__Page excerpt__
......
# The water line emission and ortho-to-para ratio in the Orion Bar   photon-dominated region

**Authors:** T. Putaud, X. Michaut, F. Le Petit, E. Roueff, D. C. Lis

arXiv: 1908.00268 · 2019-11-27

## TL;DR

This study reanalyzed water emission lines in the Orion Bar PDR using advanced modeling, revealing that water molecules form with an ortho-to-para ratio consistent with local thermal equilibrium at the gas temperature, challenging previous low OPR findings.

## Contribution

The paper provides a comprehensive reanalysis of water emission in the Orion Bar, demonstrating that gas-phase water forms with an OPR in thermal equilibrium, using detailed PDR modeling and additional observational data.

## Key findings

- Water gas-phase abundance is about 2×10⁻⁷.
- The ortho-to-para ratio is approximately 2.8, indicating thermal equilibrium.
- Water emission originates from regions with visual extinction around 9.
......
__Recorded information__
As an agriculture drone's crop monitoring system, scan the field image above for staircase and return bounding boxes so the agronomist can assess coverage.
......
__Instructions__
1. What ortho-to-para ratio does the Orion Bar water emission summary report?
2. Carry on with the Orion Bar water emission summary from the point where it stops.

__Answers for the exercise__
1. Approximately 2.8, indicating thermal equilibrium.

2.
## Abstract

A very low ortho-to-para ratio (OPR) of 0.1-0.5 was previously reported in the Orion Bar photon-dominated region (PDR), based on observations of two optically thin $\mathrm{H_2^{18}O}$ lines which were analyzed by using a single-slab large velocity gradient model. The corresponding spin temperature does not coincide with the kinetic temperature of the molecular gas in this UV-illuminated region. This was interpreted as an indication of water molecules being formed on cold icy grains which were subsequently released by UV photodesorption. A more complete set of water observations in the Orion Bar, including seven $\mathrm{H_2^{16}O}$ lines and one $\mathrm{H_2^{18}O}$ line, carried out using Herschel/HIFI instrument, was reanalyzed using the Meudon PDR code to derive gas-phase water abundance and the OPR, taking into account the steep density and temperature gradients present in the region. The model line intensities are in good agreement with the observations assuming that water molecules formed with an OPR corresponding to thermal equilibrium conditions at the local kinetic temperature of the gas and when solely considering gas-phase chemistry and water gas-grain exchanges through adsorption and desorption. Gas-phase water is predicted to arise from a region deep into the cloud, corresponding to a visual extinction of $A_{\mathrm{V}} \sim 9$, with a $\mathrm{H_2^{16}O}$ fractional abundance of $\sim 2\times 10^{-7}$ and column density of $(1.4 \pm 0.8) \times 10^{15}$ cm$^{-2}$ for a total cloud depth of $A_{\mathrm{V}}=15$. A line-of-sight average ortho-to-para ratio of $2.8 \pm 0.2$ is derived. The observational data are consistent with a nuclear spin isomer repartition corresponding to the thermal equilibrium at a temperature of $36 \pm 2$ K, much higher than the spin temperature previously reported for this region and close to the gas kinetic temperature in the water-emitting gas.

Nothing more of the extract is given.